### Listed entries

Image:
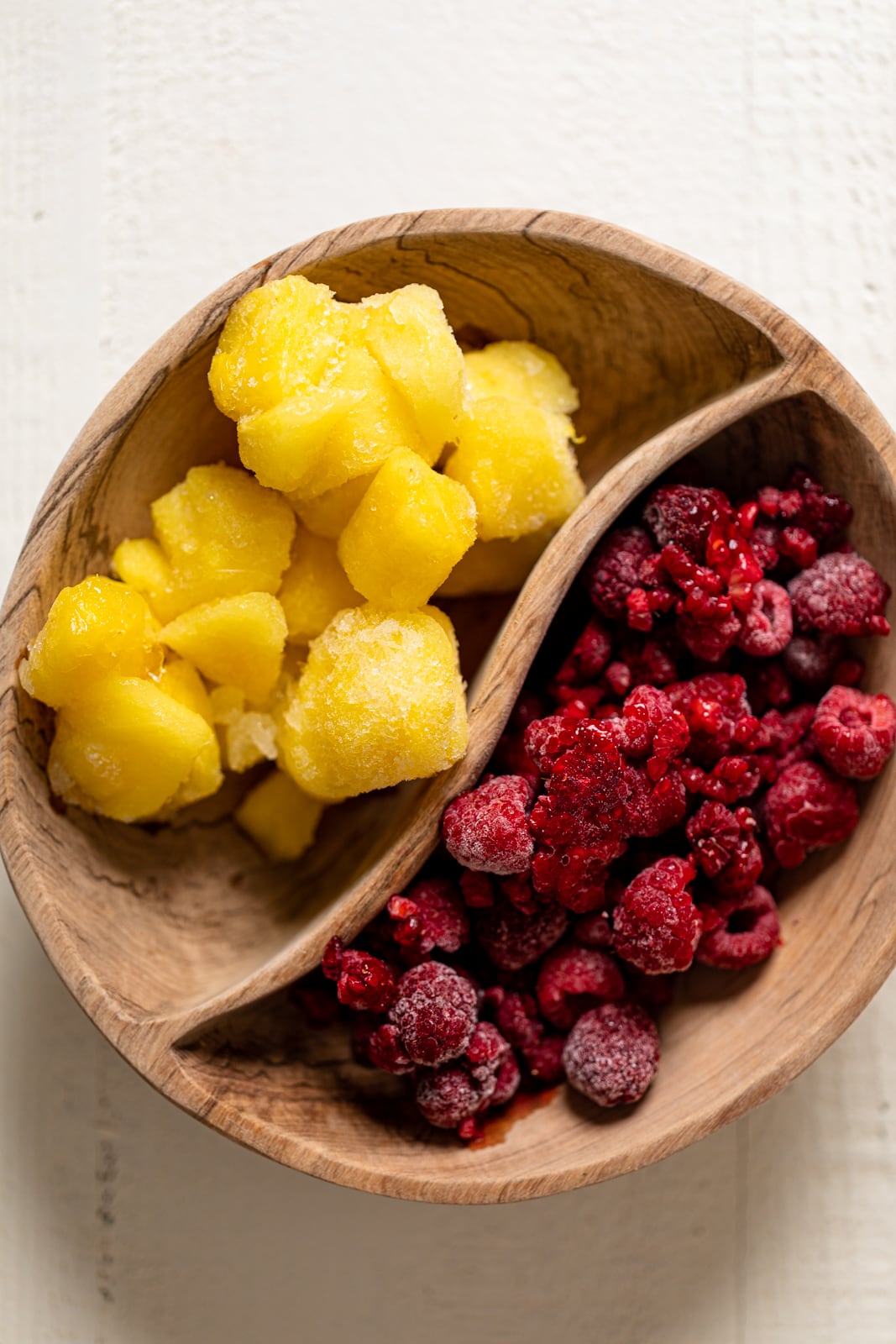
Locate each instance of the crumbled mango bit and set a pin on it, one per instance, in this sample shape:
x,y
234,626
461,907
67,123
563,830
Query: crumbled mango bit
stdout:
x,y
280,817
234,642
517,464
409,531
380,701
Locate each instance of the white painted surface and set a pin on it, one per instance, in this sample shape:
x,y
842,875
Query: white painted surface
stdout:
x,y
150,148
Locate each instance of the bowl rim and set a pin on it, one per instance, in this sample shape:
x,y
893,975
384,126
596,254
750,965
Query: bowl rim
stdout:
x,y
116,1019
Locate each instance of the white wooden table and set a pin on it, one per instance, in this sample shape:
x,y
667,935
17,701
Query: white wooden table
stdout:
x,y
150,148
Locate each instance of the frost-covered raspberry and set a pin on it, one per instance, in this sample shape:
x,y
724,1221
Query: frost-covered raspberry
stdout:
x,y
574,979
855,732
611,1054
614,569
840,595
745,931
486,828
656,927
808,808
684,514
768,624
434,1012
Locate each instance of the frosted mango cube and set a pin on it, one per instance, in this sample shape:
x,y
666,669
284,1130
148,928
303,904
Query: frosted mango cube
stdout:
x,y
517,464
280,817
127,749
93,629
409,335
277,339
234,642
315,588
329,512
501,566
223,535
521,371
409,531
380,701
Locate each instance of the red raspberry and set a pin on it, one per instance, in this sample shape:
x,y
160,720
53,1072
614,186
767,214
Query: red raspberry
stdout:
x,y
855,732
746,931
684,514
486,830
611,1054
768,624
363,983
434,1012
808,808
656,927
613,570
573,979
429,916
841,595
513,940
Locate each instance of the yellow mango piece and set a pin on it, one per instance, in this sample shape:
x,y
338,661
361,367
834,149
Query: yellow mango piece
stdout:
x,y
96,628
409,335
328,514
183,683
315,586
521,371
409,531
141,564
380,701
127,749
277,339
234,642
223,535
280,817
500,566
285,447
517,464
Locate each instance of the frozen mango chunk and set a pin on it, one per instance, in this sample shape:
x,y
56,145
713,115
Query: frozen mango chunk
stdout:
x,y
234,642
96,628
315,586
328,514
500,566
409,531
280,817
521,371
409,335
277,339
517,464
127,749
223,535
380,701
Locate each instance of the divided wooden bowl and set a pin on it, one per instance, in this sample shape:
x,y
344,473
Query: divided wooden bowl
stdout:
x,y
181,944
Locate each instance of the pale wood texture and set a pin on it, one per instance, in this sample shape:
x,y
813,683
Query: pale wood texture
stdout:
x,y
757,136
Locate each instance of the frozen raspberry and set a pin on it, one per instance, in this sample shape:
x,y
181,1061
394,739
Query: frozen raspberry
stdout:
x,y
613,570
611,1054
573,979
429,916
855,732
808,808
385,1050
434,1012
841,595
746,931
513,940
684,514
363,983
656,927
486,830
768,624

### Stated exercise
Could you return, character for character, the lines running from the one with "Locate each instance of the frozen raspberry" up to and including the last line of the items above?

### Solution for this problem
Locate each instance of the frozen raspberry and set a pin on it, one per instance, in this sample shape:
x,y
181,1061
394,739
Query: frozen raspberry
stdout:
x,y
613,570
611,1054
573,979
429,916
855,732
808,808
385,1050
434,1012
841,595
746,931
513,940
684,514
363,983
656,927
486,830
768,624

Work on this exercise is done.